> _WHAT IS REQUIRED_
Repeat only these lines, exactly: the first line of the data, the line containing "point_to MUST indicate the white van's window", and every line between them. Pictures stay out.

MATERIAL TO PROCESS below:

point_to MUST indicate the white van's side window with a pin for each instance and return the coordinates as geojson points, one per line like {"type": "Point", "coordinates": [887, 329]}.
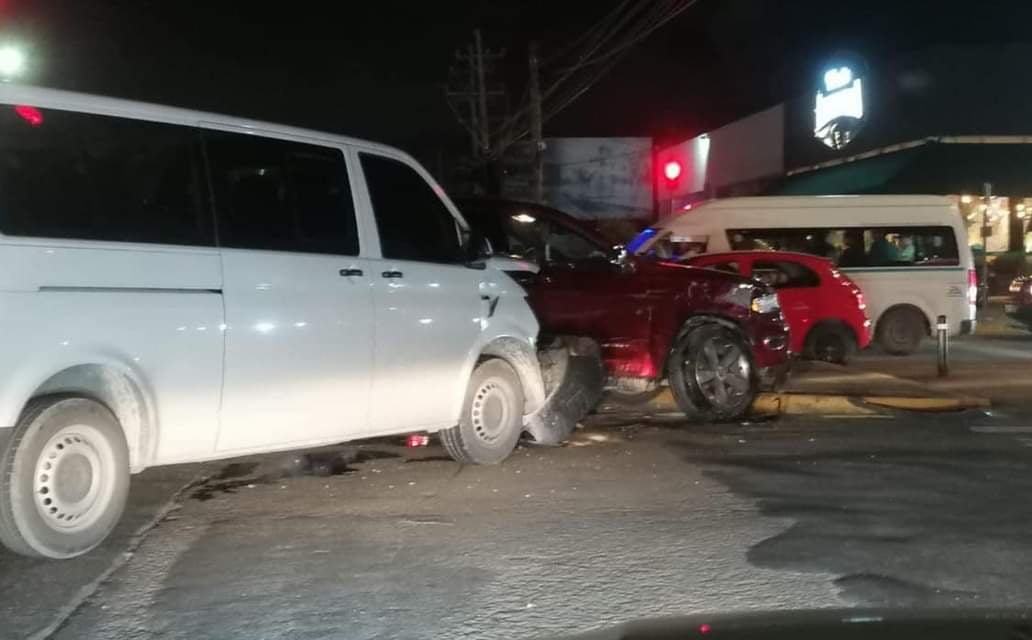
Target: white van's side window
{"type": "Point", "coordinates": [859, 247]}
{"type": "Point", "coordinates": [412, 221]}
{"type": "Point", "coordinates": [281, 195]}
{"type": "Point", "coordinates": [87, 177]}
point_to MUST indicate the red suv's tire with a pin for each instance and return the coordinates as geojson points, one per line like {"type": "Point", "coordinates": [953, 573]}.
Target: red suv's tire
{"type": "Point", "coordinates": [711, 374]}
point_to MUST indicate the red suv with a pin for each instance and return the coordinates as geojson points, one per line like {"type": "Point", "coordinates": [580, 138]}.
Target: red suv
{"type": "Point", "coordinates": [824, 308]}
{"type": "Point", "coordinates": [716, 337]}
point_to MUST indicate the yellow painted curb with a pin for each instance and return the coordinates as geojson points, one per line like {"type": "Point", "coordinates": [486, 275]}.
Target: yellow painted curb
{"type": "Point", "coordinates": [817, 404]}
{"type": "Point", "coordinates": [802, 404]}
{"type": "Point", "coordinates": [928, 404]}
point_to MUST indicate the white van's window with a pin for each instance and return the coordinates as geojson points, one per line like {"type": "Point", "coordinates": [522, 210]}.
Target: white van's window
{"type": "Point", "coordinates": [859, 247]}
{"type": "Point", "coordinates": [413, 222]}
{"type": "Point", "coordinates": [281, 195]}
{"type": "Point", "coordinates": [672, 246]}
{"type": "Point", "coordinates": [87, 177]}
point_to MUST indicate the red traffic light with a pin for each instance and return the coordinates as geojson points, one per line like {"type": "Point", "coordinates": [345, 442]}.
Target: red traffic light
{"type": "Point", "coordinates": [672, 170]}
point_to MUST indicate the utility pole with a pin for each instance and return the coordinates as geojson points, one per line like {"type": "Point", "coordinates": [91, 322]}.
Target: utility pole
{"type": "Point", "coordinates": [473, 97]}
{"type": "Point", "coordinates": [987, 230]}
{"type": "Point", "coordinates": [485, 136]}
{"type": "Point", "coordinates": [534, 88]}
{"type": "Point", "coordinates": [475, 119]}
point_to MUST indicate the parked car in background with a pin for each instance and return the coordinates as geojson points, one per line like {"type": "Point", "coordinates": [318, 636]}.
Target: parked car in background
{"type": "Point", "coordinates": [1019, 302]}
{"type": "Point", "coordinates": [716, 337]}
{"type": "Point", "coordinates": [824, 308]}
{"type": "Point", "coordinates": [906, 252]}
{"type": "Point", "coordinates": [187, 286]}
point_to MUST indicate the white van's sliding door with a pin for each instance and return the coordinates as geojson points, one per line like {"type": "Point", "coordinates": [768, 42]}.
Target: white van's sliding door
{"type": "Point", "coordinates": [298, 302]}
{"type": "Point", "coordinates": [427, 302]}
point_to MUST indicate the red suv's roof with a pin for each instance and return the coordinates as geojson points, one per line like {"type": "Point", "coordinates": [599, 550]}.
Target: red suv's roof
{"type": "Point", "coordinates": [806, 258]}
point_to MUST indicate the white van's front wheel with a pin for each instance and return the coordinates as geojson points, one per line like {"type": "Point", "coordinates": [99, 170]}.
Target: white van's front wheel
{"type": "Point", "coordinates": [492, 416]}
{"type": "Point", "coordinates": [64, 478]}
{"type": "Point", "coordinates": [900, 330]}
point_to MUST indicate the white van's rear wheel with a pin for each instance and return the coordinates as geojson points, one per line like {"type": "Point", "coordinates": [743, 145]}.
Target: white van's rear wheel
{"type": "Point", "coordinates": [492, 416]}
{"type": "Point", "coordinates": [64, 478]}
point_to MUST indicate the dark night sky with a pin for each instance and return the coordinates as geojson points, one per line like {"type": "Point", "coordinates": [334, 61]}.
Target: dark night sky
{"type": "Point", "coordinates": [375, 69]}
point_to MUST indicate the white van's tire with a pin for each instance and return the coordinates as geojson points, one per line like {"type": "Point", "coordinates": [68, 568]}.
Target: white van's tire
{"type": "Point", "coordinates": [900, 330]}
{"type": "Point", "coordinates": [492, 416]}
{"type": "Point", "coordinates": [830, 342]}
{"type": "Point", "coordinates": [64, 478]}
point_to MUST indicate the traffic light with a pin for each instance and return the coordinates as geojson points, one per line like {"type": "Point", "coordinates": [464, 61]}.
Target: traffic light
{"type": "Point", "coordinates": [672, 170]}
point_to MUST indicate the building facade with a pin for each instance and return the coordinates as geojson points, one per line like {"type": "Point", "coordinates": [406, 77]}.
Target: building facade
{"type": "Point", "coordinates": [950, 121]}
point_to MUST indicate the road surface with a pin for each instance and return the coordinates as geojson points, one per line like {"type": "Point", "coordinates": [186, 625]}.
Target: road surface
{"type": "Point", "coordinates": [631, 520]}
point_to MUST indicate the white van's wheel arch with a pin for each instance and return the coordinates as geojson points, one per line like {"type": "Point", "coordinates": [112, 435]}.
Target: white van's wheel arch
{"type": "Point", "coordinates": [523, 359]}
{"type": "Point", "coordinates": [895, 310]}
{"type": "Point", "coordinates": [64, 478]}
{"type": "Point", "coordinates": [121, 394]}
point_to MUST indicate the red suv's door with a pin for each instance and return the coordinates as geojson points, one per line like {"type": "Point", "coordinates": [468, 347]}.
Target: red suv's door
{"type": "Point", "coordinates": [797, 287]}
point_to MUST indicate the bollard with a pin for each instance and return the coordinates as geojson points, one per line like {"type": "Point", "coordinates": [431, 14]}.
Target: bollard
{"type": "Point", "coordinates": [942, 331]}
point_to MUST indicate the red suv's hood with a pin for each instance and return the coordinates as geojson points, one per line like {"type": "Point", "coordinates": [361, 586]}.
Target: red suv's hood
{"type": "Point", "coordinates": [676, 272]}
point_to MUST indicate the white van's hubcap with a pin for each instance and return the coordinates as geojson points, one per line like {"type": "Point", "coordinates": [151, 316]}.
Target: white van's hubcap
{"type": "Point", "coordinates": [490, 411]}
{"type": "Point", "coordinates": [74, 474]}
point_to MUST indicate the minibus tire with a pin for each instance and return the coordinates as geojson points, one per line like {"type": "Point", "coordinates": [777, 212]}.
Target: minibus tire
{"type": "Point", "coordinates": [64, 478]}
{"type": "Point", "coordinates": [901, 329]}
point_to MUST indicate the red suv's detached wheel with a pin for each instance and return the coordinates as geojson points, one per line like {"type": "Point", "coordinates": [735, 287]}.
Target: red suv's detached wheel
{"type": "Point", "coordinates": [711, 373]}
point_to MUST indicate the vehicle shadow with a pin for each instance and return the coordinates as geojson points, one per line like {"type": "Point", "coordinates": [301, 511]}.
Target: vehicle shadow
{"type": "Point", "coordinates": [929, 522]}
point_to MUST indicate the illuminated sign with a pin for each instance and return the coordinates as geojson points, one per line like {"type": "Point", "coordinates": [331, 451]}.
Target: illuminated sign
{"type": "Point", "coordinates": [839, 107]}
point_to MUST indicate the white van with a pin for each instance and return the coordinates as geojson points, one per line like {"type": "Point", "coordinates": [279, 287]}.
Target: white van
{"type": "Point", "coordinates": [180, 286]}
{"type": "Point", "coordinates": [909, 254]}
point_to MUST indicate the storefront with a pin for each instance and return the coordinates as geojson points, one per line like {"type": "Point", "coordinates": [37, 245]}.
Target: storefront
{"type": "Point", "coordinates": [943, 121]}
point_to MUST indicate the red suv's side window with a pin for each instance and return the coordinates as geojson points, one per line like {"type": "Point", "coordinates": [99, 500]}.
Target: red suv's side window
{"type": "Point", "coordinates": [784, 275]}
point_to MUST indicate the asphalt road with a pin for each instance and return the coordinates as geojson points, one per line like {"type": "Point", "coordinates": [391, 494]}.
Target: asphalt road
{"type": "Point", "coordinates": [631, 520]}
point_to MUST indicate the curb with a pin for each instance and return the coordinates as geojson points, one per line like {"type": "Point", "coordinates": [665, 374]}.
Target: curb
{"type": "Point", "coordinates": [814, 404]}
{"type": "Point", "coordinates": [772, 404]}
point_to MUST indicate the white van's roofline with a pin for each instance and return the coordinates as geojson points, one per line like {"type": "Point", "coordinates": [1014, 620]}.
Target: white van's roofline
{"type": "Point", "coordinates": [68, 100]}
{"type": "Point", "coordinates": [818, 201]}
{"type": "Point", "coordinates": [716, 211]}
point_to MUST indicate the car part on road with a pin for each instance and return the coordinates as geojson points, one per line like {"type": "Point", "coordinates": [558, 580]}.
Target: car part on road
{"type": "Point", "coordinates": [574, 375]}
{"type": "Point", "coordinates": [711, 374]}
{"type": "Point", "coordinates": [830, 342]}
{"type": "Point", "coordinates": [64, 478]}
{"type": "Point", "coordinates": [901, 329]}
{"type": "Point", "coordinates": [492, 416]}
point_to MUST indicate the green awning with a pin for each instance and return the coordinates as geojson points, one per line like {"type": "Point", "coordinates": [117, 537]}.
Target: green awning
{"type": "Point", "coordinates": [934, 167]}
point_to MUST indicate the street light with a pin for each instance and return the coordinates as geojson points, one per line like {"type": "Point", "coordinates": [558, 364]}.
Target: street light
{"type": "Point", "coordinates": [11, 62]}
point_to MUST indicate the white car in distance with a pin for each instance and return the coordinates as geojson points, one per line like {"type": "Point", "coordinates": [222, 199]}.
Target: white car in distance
{"type": "Point", "coordinates": [181, 286]}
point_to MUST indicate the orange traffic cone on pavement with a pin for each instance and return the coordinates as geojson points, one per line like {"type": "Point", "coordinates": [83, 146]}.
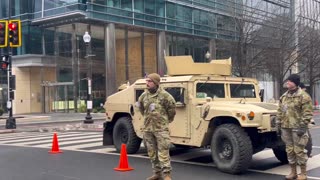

End of MATERIAL TO PROCESS.

> _RESPONSE TO THIS EXERCISE_
point_to MUST indicate the white van's side window with a pin for each instance and return the coordinates as geojson points, one per line like {"type": "Point", "coordinates": [887, 329]}.
Target: white van's side window
{"type": "Point", "coordinates": [859, 247]}
{"type": "Point", "coordinates": [412, 221]}
{"type": "Point", "coordinates": [281, 195]}
{"type": "Point", "coordinates": [87, 177]}
point_to MUST indicate the red suv's tire with a pin for each instance and return the coordinates as geojson points, one per line like {"type": "Point", "coordinates": [953, 573]}.
Target: red suv's tire
{"type": "Point", "coordinates": [711, 374]}
point_to MUST indicate the red suv with a pin for each instance and return the coordinates as geojson points, one per line like {"type": "Point", "coordinates": [580, 138]}.
Target: red suv
{"type": "Point", "coordinates": [824, 308]}
{"type": "Point", "coordinates": [716, 337]}
point_to MUST indicate the yellow painted curb with a pin for each instance and return the coordinates as geojson points, one per line like {"type": "Point", "coordinates": [486, 275]}.
Target: yellow painted curb
{"type": "Point", "coordinates": [817, 404]}
{"type": "Point", "coordinates": [802, 404]}
{"type": "Point", "coordinates": [928, 404]}
point_to MUST indicate the white van's window with a pin for each instance and return the coordinates as geojson points, one per line like {"type": "Point", "coordinates": [522, 210]}.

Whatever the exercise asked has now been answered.